Page text -
>>>
The rendered images were globally tone mapped for the Apple monitor into the sRGB 2.1 color space with a D65 white-point and a γ of 2.2. No other global histogram adjustments (e.g., tint or burn) or local sharpening or contrast enhancement operators were used. Because the intensity of the light maps were adjusted to prevent saturation of the specular highlights, and we did not compress the dynamic range of intensities, this likely caused some loss of information at lower intensities that might have been visible on a display device with a higher dynamic range. All of the depicted stimulus objects were presented against a uniform gray background (with an intensity of 100), which was created using an environment map. Although the background intensity can have a large effect on lightness judgments, it is not currently known whether similar effects may occur for the categorization of shiny materials. Thus the backgrounds were held constant in the present experiment to prevent any possible interactions with the other manipulated display variables. 
On each trial, observers were presented with a single image, and were required to categorize the depicted material by adjusting four sliders with a hand-held mouse. Each of the sliders represented a different category labeled metal, shiny black, shiny white, or something else, and a digital readout was also provided for each one. Observers were instructed to adjust the sliders to indicate their confidence rating for each of the four possible categories. These confidence ratings were constrained by the program so that the four different ratings would always sum to 100%.
<<<
Requirements -
**A.** Please rewrite the part of the experiment description that opens with the words containing "On each trial, observers" and closes with "sum to 100%.", changing "sliders" to "dials".
**B.** Continue the experiment description from its final sentence.
The lines after this come from a different source.

Dataset extract -
>>>
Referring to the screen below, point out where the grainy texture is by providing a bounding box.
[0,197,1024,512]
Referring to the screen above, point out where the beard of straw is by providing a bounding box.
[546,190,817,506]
<<<
Answers to each task -
**A.**
On each trial, observers were presented with a single image, and were required to categorize the depicted material by adjusting four dials with a hand-held mouse. Each of the dials represented a different category labeled metal, shiny black, shiny white, or something else, and a digital readout was also provided for each one. Observers were instructed to adjust the dials to indicate their confidence rating for each of the four possible categories. These confidence ratings were constrained by the program so that the four different ratings would always sum to 100%.

**B.**
Observers
The 75 stimulus images were judged by one of the authors (JFN), and seven other observers who were completely naive about the purpose of the experiment or how the displays were generated. All observers possessed normal or corrected-to-normal visual acuity. During each experimental session, observers made judgments for all of the 75 stimuli. At the beginning of each session, the details of the response task were explained, and observers were shown real physical examples of metal, shiny black, and shiny white materials. All observers participated in two sessions on separate days. 
Results
Figure 6 shows the average confidence rating for each of the four possible response categories collapsed over objects and observers. Each of the individual bar graphs shows the average data for a single light map for all possible combinations of materials and illumination intensities. Let us first consider the results for the shiny white material. Note in Figure 6 that these were categorized as shiny white with a high confidence rating for all five light maps. This finding suggests that the categorization of shiny white materials is only minimally influenced by the pattern of illumination. 
Figure 6.
 
The average confidence rating for each of the four possible response categories for all of the different illumination and material conditions, collapsed over objects and observers. Error bars show the standard error of the mean for each condition.
Figure 6.
 
The average confidence rating for each of the four possible response categories for all of the different illumination and material conditions, collapsed over objects and observers. Error bars show the standard error of the mean for each condition.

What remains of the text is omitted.